- **Exercise instructions**: Would you copy all lines in the data that contain the word "clicks"?

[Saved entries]
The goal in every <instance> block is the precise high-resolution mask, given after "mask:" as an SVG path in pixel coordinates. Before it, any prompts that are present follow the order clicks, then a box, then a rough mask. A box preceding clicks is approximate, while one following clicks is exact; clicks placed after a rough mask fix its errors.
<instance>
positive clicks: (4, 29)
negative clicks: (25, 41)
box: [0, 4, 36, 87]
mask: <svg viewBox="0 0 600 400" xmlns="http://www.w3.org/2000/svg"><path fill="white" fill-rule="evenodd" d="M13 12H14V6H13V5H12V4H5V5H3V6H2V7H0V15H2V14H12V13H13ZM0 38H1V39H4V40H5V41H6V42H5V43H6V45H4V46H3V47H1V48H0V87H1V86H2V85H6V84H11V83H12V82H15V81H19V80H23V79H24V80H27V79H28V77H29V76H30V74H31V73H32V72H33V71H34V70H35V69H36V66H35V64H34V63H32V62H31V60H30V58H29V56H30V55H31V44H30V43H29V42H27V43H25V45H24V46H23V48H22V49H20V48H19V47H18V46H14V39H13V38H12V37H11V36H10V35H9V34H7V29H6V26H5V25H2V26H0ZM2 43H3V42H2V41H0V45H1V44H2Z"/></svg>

- **Task solution**:
The goal in every <instance> block is the precise high-resolution mask, given after "mask:" as an SVG path in pixel coordinates. Before it, any prompts that are present follow the order clicks, then a box, then a rough mask. A box preceding clicks is approximate, while one following clicks is exact; clicks placed after a rough mask fix its errors.
positive clicks: (4, 29)
negative clicks: (25, 41)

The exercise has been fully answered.